YOUR TASK:
Please repeat the lines below exactly. Begin with the line containing "[598, 344], one" and go on through the line containing "[551, 76], one".

(Recorded data)
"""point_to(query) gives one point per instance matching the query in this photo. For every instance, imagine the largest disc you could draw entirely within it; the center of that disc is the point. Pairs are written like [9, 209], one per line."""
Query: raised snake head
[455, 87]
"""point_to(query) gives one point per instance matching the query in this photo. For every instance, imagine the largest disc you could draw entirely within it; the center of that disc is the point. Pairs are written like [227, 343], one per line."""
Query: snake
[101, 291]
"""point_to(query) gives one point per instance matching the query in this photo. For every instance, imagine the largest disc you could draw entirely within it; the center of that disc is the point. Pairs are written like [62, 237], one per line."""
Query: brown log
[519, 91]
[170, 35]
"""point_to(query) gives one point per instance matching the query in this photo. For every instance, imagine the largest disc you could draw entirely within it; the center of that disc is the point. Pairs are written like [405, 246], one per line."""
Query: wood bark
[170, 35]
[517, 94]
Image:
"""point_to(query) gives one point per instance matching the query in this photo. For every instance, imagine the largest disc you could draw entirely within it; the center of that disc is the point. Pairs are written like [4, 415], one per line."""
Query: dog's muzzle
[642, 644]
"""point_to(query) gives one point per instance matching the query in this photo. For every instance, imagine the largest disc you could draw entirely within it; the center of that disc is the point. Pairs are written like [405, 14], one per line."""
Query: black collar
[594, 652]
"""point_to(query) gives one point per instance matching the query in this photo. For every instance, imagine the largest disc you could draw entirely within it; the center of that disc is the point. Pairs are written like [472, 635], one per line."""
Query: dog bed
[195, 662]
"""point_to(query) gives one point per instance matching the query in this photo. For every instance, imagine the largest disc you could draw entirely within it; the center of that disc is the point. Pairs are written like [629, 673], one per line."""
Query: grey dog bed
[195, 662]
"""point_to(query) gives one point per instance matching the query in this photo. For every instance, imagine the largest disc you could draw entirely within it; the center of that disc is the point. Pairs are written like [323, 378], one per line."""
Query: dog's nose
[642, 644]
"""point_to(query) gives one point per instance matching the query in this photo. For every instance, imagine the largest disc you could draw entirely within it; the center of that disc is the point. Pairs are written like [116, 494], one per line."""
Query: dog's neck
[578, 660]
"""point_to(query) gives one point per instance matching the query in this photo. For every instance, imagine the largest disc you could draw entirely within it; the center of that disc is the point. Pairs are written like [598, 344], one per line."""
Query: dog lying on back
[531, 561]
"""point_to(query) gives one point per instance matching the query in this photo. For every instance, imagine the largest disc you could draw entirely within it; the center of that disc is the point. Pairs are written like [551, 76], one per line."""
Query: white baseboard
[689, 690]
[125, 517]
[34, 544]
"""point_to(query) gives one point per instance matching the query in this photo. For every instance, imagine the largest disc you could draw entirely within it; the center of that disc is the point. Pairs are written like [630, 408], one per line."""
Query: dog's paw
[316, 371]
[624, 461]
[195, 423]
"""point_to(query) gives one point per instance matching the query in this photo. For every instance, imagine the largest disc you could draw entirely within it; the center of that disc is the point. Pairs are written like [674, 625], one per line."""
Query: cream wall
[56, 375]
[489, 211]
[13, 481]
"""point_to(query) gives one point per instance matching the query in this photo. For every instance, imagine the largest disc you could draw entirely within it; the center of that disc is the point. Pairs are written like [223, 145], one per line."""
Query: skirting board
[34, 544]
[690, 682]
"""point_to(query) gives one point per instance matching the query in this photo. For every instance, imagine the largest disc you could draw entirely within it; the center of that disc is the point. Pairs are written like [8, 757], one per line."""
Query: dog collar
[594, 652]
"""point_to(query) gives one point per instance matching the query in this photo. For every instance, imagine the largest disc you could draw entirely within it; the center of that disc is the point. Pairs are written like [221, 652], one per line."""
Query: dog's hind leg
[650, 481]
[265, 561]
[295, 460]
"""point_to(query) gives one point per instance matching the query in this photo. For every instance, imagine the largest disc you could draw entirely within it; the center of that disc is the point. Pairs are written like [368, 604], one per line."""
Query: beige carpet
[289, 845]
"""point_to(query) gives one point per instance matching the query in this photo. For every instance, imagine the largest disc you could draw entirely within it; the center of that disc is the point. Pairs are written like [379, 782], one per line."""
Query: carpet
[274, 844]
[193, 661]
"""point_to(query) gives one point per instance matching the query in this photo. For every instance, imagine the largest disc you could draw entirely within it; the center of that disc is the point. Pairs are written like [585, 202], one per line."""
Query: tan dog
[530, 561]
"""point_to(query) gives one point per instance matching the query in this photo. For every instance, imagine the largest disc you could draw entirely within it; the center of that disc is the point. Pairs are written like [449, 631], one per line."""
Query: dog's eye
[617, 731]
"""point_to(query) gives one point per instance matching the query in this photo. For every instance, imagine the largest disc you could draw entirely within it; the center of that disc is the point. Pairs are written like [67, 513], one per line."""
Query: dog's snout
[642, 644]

EXERCISE RESULT:
"""point_to(query) gives one point per instance matching the query in this photo. For every instance, imagine the largest disc you could draw entirely within it; the center of that disc is the point. Pairs are written like [598, 344], one per line."""
Query: dog lying on back
[531, 561]
"""point_to(query) gives one point per instance matching the query in this photo. For every instance, imagine the largest disc you could draw entirely within it; the center of that disc is the point. Pairs are written like [551, 76], one per line."""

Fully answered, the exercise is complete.